Written instruction: Pick out every line in the rows below that contains the word "photo", and copy each of those lines.

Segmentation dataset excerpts
-------------------------

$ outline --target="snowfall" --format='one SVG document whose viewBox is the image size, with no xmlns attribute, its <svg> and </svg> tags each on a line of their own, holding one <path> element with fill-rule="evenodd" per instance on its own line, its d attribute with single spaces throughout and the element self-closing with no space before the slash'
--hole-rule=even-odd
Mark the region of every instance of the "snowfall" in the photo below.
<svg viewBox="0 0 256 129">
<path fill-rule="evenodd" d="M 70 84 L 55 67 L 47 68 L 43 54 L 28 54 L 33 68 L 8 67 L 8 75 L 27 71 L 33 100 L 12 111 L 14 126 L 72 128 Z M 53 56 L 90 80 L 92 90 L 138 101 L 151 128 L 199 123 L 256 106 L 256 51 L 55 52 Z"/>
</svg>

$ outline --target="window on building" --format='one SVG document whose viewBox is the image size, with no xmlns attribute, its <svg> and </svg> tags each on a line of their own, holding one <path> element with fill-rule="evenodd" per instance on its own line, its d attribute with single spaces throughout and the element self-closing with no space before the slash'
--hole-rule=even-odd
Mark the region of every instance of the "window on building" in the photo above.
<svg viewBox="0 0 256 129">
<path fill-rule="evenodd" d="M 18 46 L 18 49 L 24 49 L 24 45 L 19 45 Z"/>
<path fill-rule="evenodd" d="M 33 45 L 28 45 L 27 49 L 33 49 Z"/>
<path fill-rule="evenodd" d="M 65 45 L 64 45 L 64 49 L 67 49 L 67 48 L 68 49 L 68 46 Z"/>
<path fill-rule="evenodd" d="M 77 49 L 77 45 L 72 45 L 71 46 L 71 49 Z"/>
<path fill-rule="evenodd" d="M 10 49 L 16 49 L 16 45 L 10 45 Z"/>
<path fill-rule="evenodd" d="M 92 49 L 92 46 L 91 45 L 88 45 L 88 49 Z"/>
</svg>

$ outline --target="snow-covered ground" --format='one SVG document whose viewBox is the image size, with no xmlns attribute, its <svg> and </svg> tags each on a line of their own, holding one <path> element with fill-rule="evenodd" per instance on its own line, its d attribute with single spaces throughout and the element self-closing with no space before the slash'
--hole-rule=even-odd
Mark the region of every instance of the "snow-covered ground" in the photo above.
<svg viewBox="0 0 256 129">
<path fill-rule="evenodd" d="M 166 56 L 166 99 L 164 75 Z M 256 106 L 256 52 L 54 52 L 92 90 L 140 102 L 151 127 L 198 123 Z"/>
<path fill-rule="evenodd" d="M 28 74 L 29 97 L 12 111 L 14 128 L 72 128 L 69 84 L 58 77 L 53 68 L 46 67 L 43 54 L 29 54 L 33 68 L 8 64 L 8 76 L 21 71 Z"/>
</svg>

-------------------------

Task answer:
Mark the region of every instance of the "snowfall" in the photo below.
Mark the region of every instance of the "window on building" in the photo above.
Mark the region of every instance of the "snow-covered ground" in the photo above.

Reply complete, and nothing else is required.